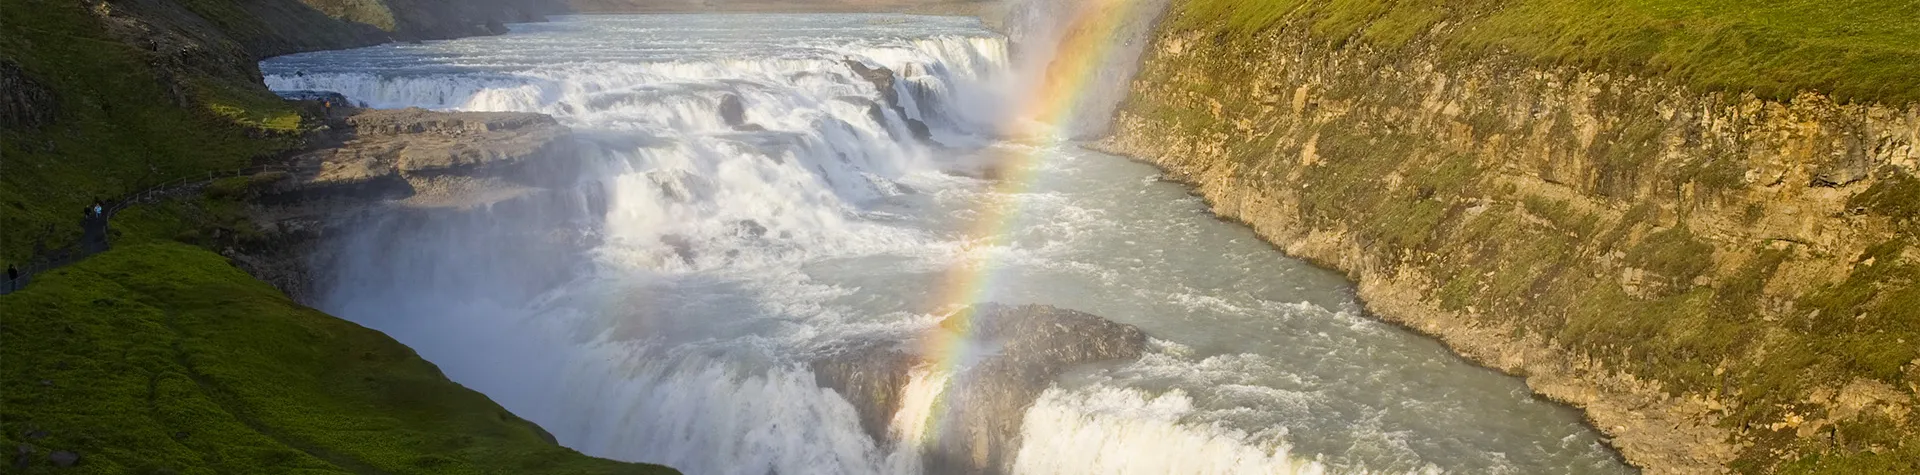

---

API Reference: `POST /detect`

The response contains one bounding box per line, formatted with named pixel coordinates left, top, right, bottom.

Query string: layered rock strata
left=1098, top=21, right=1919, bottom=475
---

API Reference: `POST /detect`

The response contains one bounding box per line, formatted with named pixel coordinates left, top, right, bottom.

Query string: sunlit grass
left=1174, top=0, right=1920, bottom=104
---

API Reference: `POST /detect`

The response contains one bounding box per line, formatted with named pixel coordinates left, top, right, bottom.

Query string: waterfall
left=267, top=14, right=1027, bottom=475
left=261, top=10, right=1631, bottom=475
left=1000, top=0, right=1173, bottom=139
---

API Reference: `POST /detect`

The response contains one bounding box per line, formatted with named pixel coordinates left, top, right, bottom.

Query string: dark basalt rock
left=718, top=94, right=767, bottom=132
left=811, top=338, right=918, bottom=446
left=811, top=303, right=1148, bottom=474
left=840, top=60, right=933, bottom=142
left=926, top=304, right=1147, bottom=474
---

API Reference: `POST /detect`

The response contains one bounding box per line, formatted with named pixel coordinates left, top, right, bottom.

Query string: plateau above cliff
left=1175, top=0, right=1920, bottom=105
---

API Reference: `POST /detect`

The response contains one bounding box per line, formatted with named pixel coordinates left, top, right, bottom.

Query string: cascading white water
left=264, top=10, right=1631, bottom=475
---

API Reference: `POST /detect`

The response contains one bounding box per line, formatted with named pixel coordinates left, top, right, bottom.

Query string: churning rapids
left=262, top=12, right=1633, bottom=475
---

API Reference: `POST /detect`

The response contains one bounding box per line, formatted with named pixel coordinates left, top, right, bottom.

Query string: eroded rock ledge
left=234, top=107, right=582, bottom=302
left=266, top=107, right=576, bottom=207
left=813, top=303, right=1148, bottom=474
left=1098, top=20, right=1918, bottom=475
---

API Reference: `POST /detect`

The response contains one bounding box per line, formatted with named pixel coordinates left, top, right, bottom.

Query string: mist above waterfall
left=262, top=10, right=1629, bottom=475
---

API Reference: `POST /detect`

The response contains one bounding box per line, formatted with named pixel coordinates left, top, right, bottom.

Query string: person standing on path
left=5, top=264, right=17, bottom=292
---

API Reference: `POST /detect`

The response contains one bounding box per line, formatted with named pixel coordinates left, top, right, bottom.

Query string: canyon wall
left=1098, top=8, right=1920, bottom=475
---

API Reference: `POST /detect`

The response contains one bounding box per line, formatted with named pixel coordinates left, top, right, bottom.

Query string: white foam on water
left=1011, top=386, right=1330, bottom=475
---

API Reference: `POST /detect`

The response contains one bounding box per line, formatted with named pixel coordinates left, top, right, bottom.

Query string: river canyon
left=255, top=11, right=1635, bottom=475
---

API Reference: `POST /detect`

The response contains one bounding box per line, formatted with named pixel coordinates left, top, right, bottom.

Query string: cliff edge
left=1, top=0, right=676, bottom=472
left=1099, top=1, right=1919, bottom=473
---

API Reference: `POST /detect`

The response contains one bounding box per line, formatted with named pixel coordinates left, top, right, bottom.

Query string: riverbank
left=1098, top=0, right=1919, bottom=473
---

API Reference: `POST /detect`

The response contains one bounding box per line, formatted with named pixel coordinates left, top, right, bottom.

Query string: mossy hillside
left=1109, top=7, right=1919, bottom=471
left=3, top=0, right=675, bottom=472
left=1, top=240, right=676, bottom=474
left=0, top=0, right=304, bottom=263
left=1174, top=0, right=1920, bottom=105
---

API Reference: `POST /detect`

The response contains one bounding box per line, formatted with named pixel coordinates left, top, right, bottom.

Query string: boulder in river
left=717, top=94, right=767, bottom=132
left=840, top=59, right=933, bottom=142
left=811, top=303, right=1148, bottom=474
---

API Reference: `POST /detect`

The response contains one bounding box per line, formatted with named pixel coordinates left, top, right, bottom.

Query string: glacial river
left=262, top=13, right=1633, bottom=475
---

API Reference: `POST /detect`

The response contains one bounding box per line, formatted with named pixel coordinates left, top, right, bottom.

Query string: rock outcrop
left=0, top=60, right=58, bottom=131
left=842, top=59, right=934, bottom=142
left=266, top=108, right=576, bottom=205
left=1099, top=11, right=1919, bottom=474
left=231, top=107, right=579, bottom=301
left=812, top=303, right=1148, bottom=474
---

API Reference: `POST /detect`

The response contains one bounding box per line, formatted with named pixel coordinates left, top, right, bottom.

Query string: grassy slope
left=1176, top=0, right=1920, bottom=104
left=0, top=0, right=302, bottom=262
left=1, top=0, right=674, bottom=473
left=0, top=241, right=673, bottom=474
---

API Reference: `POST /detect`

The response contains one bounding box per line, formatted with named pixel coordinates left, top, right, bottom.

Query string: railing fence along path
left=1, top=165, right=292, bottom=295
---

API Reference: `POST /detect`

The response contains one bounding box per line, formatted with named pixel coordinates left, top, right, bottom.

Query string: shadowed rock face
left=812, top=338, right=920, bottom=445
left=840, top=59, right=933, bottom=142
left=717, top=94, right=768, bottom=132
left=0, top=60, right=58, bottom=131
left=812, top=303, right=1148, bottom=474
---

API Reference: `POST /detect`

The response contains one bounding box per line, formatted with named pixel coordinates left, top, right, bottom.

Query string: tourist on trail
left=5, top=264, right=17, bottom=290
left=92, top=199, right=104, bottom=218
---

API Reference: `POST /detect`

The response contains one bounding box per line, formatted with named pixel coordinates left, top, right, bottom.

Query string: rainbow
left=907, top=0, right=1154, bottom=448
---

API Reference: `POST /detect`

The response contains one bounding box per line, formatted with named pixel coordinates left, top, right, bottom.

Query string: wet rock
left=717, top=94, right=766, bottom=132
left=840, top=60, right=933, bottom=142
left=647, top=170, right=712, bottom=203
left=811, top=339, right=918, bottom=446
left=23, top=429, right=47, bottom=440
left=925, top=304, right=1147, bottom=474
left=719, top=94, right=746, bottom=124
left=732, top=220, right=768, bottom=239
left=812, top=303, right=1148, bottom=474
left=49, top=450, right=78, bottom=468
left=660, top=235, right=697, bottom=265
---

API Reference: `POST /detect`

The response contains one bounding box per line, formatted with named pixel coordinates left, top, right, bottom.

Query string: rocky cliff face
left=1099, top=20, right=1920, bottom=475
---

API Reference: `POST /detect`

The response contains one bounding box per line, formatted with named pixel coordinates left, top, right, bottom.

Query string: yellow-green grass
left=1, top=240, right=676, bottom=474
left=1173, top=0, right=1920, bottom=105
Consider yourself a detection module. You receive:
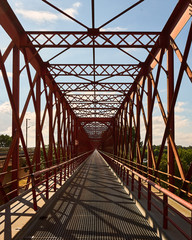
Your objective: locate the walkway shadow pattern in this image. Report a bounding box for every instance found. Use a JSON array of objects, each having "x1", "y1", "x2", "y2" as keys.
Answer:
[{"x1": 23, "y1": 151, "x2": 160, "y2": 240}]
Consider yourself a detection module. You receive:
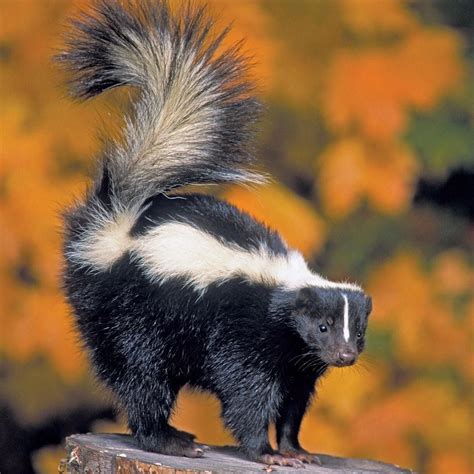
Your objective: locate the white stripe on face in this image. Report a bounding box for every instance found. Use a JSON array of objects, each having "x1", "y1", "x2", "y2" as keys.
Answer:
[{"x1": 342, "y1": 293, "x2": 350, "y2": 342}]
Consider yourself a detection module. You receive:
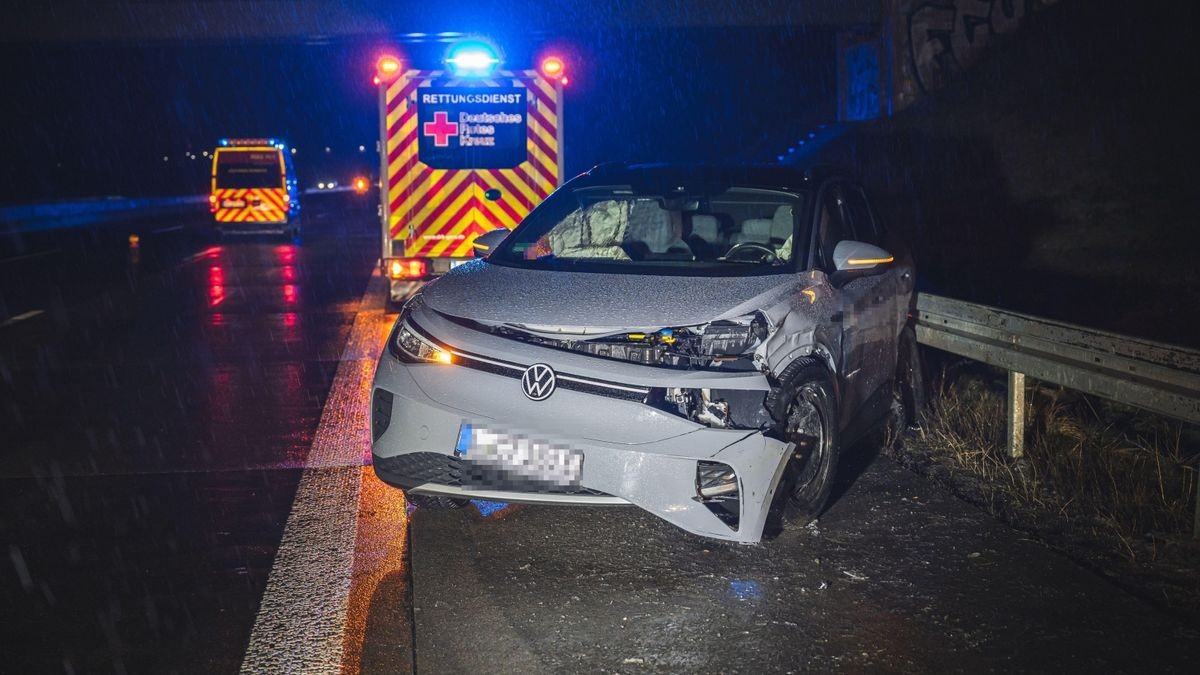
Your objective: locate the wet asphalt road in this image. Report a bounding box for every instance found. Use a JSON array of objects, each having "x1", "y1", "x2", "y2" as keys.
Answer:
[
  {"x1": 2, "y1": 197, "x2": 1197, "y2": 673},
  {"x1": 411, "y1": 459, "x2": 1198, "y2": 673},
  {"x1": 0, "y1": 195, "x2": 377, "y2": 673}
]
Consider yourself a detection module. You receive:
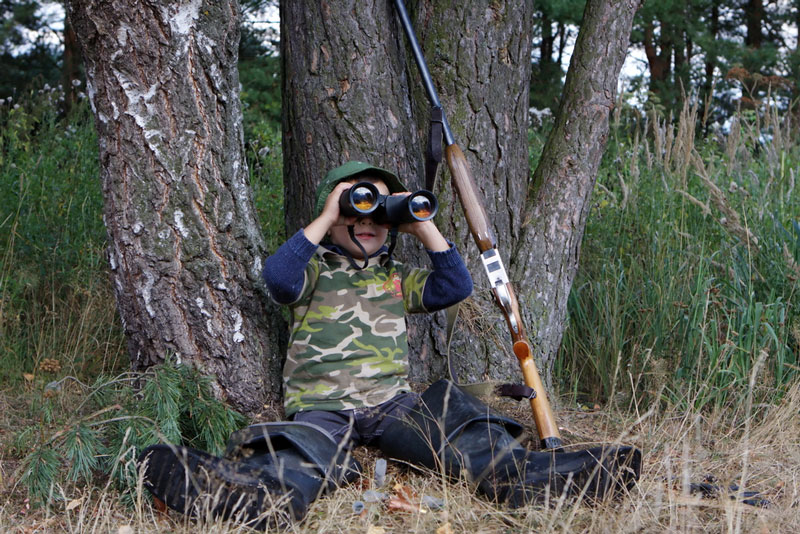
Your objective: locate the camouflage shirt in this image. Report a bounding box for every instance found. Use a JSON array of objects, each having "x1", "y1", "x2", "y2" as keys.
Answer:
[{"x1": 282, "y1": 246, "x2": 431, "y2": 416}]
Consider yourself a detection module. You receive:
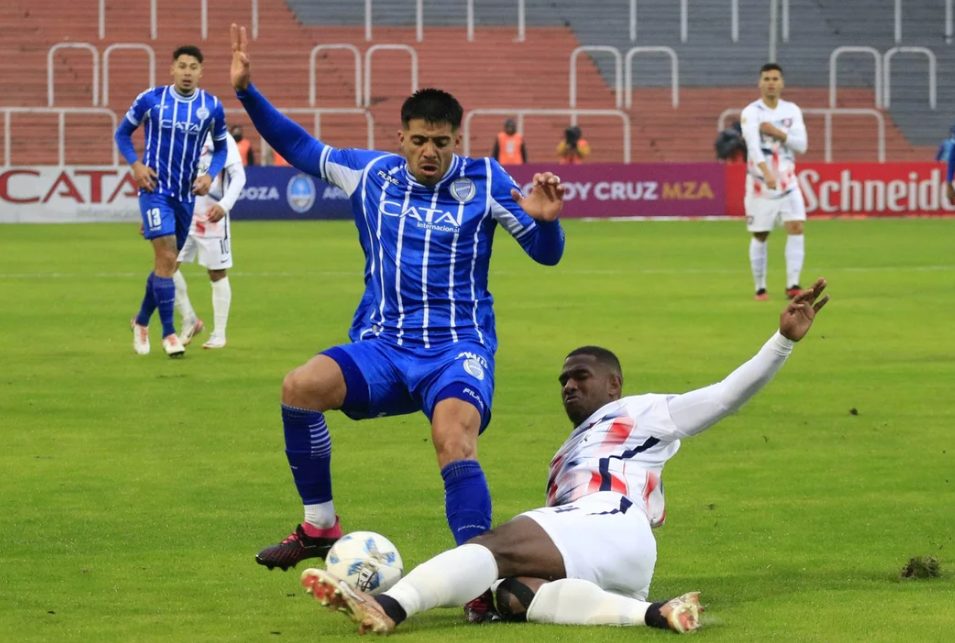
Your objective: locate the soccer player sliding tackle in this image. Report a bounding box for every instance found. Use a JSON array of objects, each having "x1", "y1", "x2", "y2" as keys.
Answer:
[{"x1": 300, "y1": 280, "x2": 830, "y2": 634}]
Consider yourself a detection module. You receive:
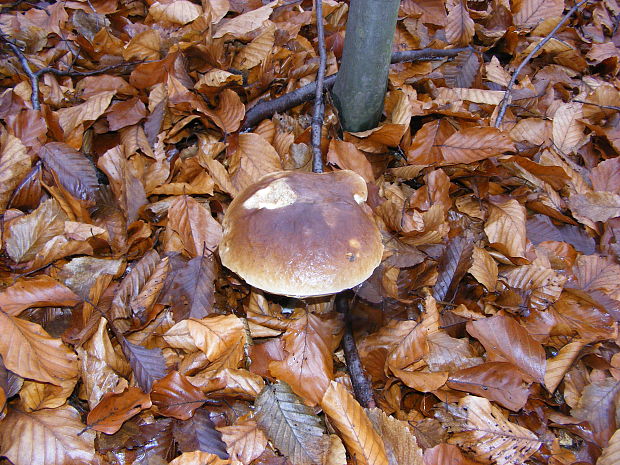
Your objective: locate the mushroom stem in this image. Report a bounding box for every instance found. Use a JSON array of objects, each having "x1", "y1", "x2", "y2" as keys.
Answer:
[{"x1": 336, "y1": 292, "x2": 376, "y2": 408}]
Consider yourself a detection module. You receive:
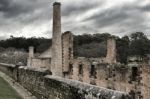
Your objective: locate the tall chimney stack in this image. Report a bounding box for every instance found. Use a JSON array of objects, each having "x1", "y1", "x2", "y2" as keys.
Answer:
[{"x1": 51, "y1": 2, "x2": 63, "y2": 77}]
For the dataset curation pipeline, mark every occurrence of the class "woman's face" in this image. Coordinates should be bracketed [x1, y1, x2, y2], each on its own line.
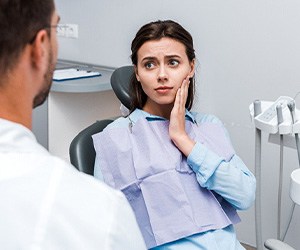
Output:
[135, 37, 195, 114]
━━━━━━━━
* **What the task requires**:
Reproduce all lines from the records above that include the word "every".

* **Answer section**:
Your objective: locate the walkway shadow pattern in this image. Report a bounding box for every instance found. Use a JSON array of objects, each having "x1", "y1", "x2", "y2" as keys.
Your objective: locate the white stripe on face in this image. Report a bounding box for every instance found. Use a JSON array of objects, each having "x1", "y1", "x2", "y2" as keys.
Your objective: locate the wet asphalt road in this image. Report a bounding box for every instance found. Use a JSON array of objects, each having "x1", "y1", "x2", "y2" as keys.
Your objective: locate the camouflage shirt in this image. Report a bounding box for every instance found. Use a JSON array of objects, each having "x1", "y1", "x2", "y2" as keys.
Your objective: locate the soccer player sliding tackle in this image. Report a bounding box for every instance found. Use a JSON array of objects, each having "x1", "y1", "x2", "y2" as keys.
Your objective: locate the mushroom stem in this image. Report a bounding box for every instance found. Use a JSON array of objects, each having "x1", "y1", "x2", "y2" as keys.
Your objective: locate the tall chimney stack in this image. Report a bounding box for every instance found. Use a JSON array of objects, each having "x1", "y1", "x2", "y2" as keys.
For the dataset curation pipeline, mark every occurrence of the class "woman's face" in this image. Coordinates should be bracketed [x1, y1, x2, y2], each on its own line.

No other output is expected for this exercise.